On Sept. 30, 1967, the Great Canadian Oil Sands facility opened north of Fort McMurray, Alta., with much fanfare, bunting and speeches by politicians.
It was the first large-scale commercial operation of the oilsands, and the result of a gamble taken by Philadelphia’s Sun Oil and its chief executive, J. Howard Pew, and by 100,000 Alberta households who invested $1,500 each to buy a bond to fund construction of the facility.
Alberta’s premier at the time, Ernest Manning, stood on a podium and declared, “This is a historic day for the province of Alberta, and it is fitting that we are here today to dedicate this plant not merely to the production of oil, but to the continual progress and enrichment of mankind.”
While this is typical political hyperbole, Manning nailed at least the first part of his statement — it’s hard to think anything else that has so affected the economic direction of Alberta in the past half century. But it’s doubtful that any of the dignitaries or oil workers that day could have predicted the rocky road ahead.
Not just the economics, which have always been touch and go, but the shifting place that the oilsands hold in the Canadian consciousness, from being considered crucial in the era of the OPEC oil embargo to the current discomfort many Canadians feel about the resource in the era of climate change.
Sun Oil takes a flyer
Decades of research went into how best to separate bitumen from sand, research that continues today.
The Great Canadian Oil Sands operation itself was the story of Alberta wanting to demonstrate the economic viability of the oilsands and Pew’s Philadelphia’s Sun Oil being willing to take a flyer in 1960s, according to Paul Chasko, an oilsands historian at the University of Calgary.

Shape annotation entries
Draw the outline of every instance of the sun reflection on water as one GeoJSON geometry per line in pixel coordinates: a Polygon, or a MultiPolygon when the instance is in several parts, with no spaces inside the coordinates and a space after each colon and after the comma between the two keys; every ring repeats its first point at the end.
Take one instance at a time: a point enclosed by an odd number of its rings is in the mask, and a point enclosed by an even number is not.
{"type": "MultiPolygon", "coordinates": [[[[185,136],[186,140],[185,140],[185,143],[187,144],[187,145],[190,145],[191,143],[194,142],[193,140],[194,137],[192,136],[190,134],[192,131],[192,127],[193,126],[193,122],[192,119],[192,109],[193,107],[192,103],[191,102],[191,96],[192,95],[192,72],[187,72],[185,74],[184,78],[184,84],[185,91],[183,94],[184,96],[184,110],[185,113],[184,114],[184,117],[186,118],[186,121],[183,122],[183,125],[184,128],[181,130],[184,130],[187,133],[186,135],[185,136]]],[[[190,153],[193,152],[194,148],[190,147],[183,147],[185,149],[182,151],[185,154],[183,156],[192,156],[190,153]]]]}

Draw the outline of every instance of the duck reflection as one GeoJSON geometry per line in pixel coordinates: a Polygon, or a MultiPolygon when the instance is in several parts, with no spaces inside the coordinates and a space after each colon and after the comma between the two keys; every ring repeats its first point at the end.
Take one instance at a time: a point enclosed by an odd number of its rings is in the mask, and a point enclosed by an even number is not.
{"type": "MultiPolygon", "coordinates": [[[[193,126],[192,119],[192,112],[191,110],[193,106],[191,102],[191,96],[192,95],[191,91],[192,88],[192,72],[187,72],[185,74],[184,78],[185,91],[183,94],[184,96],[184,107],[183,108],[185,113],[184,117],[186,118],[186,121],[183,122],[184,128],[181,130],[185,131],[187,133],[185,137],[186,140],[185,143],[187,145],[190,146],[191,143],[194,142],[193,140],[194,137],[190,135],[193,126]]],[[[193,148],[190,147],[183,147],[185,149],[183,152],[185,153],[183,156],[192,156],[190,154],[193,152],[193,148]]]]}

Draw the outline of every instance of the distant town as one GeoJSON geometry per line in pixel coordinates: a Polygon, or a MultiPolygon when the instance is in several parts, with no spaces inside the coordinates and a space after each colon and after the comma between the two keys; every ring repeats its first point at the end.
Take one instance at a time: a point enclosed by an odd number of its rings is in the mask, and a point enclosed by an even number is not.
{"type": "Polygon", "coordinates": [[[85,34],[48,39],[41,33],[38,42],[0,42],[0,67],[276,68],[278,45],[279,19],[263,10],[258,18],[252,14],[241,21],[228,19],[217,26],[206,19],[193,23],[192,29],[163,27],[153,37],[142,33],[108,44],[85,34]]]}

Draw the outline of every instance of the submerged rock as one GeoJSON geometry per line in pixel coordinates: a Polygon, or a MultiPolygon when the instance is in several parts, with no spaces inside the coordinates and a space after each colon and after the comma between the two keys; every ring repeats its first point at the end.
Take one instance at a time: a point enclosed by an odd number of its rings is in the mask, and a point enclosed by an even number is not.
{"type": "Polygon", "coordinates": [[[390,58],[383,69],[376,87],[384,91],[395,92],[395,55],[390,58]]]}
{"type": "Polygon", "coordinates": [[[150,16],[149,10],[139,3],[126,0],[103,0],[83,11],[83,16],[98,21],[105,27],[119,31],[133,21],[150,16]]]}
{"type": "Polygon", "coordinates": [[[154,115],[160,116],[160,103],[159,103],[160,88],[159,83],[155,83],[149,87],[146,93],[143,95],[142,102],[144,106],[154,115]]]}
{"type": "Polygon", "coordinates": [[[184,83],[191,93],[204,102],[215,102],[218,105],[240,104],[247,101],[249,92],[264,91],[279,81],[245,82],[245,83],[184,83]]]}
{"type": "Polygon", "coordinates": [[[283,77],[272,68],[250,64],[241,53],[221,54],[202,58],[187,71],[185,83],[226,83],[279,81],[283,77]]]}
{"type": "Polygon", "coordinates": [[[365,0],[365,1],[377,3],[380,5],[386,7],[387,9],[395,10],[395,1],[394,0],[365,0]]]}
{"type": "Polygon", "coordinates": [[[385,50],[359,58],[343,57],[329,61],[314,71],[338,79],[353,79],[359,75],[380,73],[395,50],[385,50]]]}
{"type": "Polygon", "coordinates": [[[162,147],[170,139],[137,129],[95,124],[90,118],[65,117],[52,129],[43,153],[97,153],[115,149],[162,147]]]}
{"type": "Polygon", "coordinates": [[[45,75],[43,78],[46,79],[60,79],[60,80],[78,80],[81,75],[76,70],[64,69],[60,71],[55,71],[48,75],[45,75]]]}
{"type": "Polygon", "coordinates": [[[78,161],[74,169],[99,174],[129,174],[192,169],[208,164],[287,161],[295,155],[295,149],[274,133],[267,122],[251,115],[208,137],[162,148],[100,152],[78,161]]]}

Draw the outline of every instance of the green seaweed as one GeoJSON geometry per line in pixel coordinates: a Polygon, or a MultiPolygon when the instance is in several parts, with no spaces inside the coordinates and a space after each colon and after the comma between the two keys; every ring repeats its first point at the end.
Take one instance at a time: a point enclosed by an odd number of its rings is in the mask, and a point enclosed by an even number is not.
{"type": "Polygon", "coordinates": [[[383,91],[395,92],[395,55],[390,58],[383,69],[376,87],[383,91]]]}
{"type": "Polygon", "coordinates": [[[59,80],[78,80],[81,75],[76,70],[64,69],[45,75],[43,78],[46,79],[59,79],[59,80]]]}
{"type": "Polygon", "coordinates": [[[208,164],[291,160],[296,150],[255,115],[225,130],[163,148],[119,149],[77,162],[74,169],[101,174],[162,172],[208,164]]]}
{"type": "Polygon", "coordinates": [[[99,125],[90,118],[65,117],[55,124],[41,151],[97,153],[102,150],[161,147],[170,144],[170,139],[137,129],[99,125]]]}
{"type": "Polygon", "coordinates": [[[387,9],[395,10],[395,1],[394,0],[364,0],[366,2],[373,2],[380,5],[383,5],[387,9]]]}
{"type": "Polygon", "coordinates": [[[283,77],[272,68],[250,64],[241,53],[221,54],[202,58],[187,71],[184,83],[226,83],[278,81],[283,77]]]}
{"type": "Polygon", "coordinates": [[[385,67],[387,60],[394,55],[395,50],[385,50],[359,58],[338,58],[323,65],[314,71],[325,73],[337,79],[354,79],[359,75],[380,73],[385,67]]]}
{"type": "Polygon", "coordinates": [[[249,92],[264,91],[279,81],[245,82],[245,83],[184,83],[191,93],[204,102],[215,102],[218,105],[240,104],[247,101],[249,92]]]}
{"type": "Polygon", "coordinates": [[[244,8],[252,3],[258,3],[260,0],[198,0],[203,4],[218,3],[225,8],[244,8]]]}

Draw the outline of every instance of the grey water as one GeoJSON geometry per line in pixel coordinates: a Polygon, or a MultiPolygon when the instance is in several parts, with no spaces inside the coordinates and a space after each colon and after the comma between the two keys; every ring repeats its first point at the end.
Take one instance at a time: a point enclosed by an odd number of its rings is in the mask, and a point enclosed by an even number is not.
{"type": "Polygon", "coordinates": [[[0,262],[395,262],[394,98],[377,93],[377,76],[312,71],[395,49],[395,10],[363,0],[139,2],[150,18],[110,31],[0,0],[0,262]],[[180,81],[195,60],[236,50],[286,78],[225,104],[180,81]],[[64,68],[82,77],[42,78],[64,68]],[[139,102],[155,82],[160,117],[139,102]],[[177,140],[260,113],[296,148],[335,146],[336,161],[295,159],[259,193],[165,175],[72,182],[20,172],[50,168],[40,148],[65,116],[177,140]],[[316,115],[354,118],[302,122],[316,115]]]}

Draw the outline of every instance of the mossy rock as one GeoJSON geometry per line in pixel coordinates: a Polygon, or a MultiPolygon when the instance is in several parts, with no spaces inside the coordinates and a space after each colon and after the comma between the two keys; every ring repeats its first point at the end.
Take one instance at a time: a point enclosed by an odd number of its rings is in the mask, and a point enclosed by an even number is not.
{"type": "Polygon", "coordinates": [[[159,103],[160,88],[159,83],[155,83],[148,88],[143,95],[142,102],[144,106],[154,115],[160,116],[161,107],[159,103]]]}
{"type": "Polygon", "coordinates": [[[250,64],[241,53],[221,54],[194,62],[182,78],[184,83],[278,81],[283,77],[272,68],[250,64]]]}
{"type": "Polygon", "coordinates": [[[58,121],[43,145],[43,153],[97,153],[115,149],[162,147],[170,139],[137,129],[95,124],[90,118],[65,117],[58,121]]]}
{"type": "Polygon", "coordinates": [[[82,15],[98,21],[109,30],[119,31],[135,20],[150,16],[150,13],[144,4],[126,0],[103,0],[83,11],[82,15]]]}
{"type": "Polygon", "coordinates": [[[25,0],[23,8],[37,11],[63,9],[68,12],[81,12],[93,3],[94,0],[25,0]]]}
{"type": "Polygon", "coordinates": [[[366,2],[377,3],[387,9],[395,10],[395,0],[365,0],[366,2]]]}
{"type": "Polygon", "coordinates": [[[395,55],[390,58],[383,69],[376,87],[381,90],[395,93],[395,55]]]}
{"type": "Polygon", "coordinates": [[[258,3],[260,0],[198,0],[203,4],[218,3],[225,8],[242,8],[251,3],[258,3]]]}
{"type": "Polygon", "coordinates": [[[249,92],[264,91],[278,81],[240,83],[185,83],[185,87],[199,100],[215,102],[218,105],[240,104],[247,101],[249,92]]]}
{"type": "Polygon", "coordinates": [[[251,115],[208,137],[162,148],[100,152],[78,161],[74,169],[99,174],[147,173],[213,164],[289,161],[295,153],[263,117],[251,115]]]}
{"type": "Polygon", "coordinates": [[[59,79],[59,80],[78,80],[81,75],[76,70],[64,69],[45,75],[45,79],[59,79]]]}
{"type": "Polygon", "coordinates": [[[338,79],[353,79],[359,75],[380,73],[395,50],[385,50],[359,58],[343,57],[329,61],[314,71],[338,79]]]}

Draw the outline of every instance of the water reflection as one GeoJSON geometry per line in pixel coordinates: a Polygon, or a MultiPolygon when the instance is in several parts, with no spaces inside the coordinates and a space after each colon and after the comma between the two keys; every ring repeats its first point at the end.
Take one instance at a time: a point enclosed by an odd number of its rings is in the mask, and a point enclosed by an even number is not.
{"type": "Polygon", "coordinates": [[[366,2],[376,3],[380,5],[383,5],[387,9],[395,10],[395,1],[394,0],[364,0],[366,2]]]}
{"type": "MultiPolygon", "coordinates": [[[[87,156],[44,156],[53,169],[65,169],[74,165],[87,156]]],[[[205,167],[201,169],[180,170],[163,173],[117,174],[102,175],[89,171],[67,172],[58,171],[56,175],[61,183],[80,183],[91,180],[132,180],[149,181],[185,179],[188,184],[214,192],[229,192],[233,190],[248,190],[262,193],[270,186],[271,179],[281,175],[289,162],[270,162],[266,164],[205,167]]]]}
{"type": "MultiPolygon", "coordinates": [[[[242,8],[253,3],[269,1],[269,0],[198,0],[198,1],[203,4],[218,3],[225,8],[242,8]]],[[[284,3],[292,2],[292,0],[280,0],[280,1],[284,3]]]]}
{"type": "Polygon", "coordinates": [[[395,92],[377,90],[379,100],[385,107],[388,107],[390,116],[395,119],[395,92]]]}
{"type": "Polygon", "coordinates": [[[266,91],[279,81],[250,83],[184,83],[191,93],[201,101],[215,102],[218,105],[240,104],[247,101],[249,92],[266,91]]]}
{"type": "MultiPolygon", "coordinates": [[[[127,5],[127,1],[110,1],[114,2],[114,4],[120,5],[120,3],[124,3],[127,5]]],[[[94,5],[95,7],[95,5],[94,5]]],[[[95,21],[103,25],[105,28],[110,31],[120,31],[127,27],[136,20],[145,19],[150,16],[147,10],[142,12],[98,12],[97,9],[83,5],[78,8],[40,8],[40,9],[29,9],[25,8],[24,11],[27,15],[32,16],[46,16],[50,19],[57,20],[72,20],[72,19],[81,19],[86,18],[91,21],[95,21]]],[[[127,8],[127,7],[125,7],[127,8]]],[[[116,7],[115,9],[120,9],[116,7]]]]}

What you should do: Reproduce the passage on the Great Canadian Oil Sands opening in full, word for word. The records are material separate from the passage on the Great Canadian Oil Sands opening.

Output of the task:
On Sept. 30, 1967, the Great Canadian Oil Sands facility opened north of Fort McMurray, Alta., with much fanfare, bunting and speeches by politicians.
It was the first large-scale commercial operation of the oilsands, and the result of a gamble taken by Philadelphia’s Sun Oil and its chief executive, J. Howard Pew, and by 100,000 Alberta households who invested $1,500 each to buy a bond to fund construction of the facility.
Alberta’s premier at the time, Ernest Manning, stood on a podium and declared, “This is a historic day for the province of Alberta, and it is fitting that we are here today to dedicate this plant not merely to the production of oil, but to the continual progress and enrichment of mankind.”
While this is typical political hyperbole, Manning nailed at least the first part of his statement — it’s hard to think anything else that has so affected the economic direction of Alberta in the past half century. But it’s doubtful that any of the dignitaries or oil workers that day could have predicted the rocky road ahead.
Not just the economics, which have always been touch and go, but the shifting place that the oilsands hold in the Canadian consciousness, from being considered crucial in the era of the OPEC oil embargo to the current discomfort many Canadians feel about the resource in the era of climate change.
Sun Oil takes a flyer
Decades of research went into how best to separate bitumen from sand, research that continues today.
The Great Canadian Oil Sands operation itself was the story of Alberta wanting to demonstrate the economic viability of the oilsands and Pew’s Philadelphia’s Sun Oil being willing to take a flyer in 1960s, according to Paul Chasko, an oilsands historian at the University of Calgary.